Count the lines in the listing below that contain the word "hair". Reply with only the number.

Items:
◇ ◇ ◇ ◇ ◇
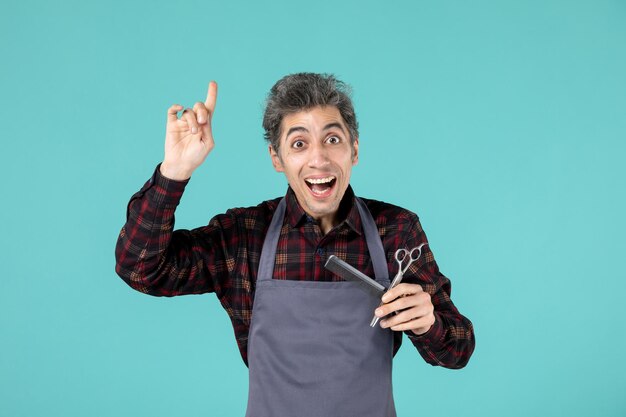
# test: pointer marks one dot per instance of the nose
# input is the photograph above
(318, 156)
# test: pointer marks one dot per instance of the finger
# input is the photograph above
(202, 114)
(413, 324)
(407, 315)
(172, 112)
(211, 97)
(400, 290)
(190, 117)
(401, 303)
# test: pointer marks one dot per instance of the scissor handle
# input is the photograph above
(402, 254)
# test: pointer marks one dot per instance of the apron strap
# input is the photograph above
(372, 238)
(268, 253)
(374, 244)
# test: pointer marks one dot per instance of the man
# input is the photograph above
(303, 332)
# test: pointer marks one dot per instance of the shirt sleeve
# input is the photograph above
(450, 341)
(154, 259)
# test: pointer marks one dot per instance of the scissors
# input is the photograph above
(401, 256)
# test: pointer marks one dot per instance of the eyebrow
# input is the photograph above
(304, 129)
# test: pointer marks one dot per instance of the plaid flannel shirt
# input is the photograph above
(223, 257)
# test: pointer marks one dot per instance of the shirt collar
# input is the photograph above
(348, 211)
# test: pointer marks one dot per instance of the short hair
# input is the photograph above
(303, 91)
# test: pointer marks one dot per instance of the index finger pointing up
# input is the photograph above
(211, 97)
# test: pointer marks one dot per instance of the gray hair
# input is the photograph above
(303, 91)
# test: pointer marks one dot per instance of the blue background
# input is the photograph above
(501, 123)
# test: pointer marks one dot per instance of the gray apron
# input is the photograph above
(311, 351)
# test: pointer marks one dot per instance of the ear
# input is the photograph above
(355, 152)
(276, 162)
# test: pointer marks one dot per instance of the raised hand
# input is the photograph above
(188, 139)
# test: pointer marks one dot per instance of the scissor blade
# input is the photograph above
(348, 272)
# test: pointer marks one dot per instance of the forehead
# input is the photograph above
◇ ◇ ◇ ◇ ◇
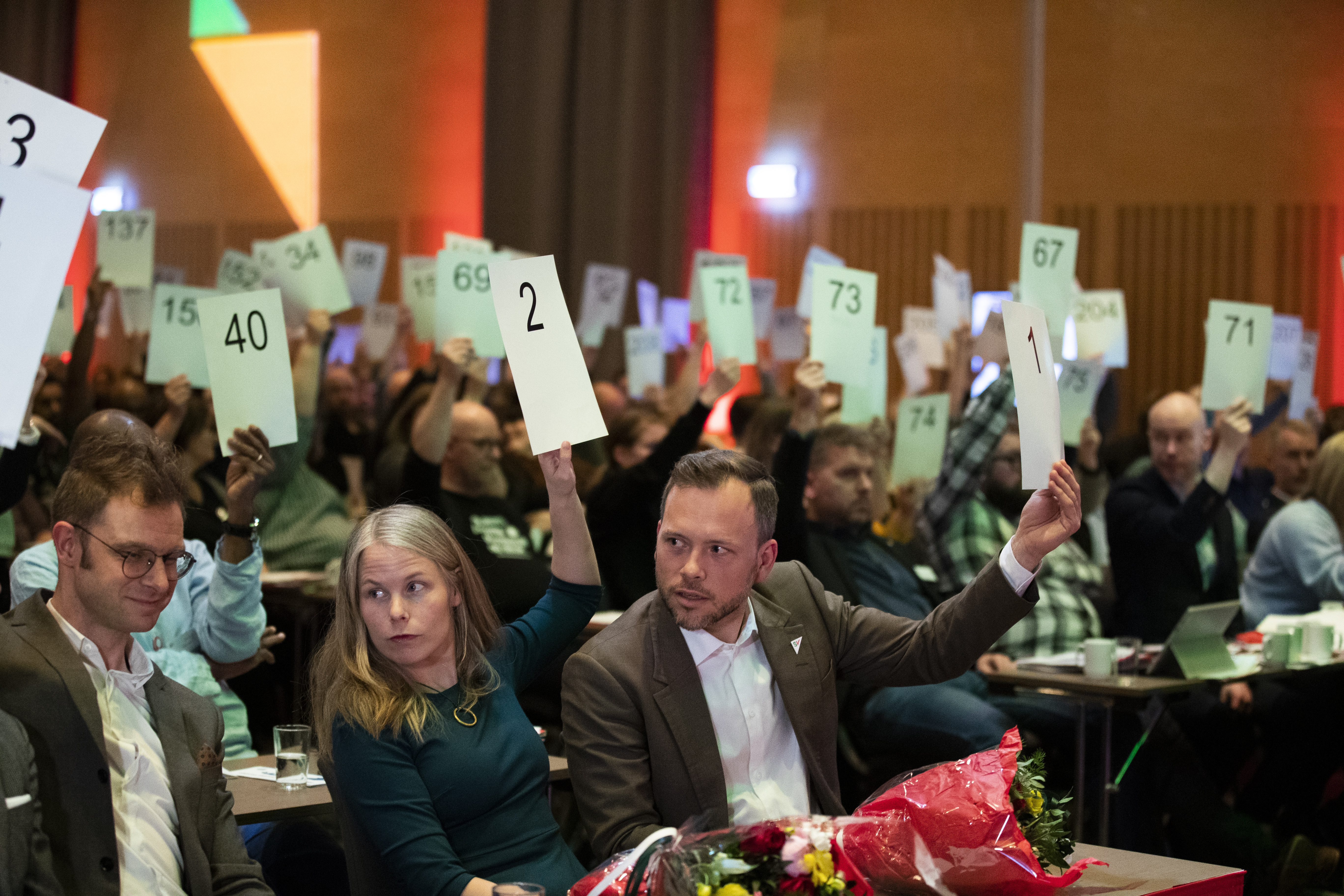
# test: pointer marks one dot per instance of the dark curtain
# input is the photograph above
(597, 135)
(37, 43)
◇ ◇ ◇ ◇ ◇
Exercise output:
2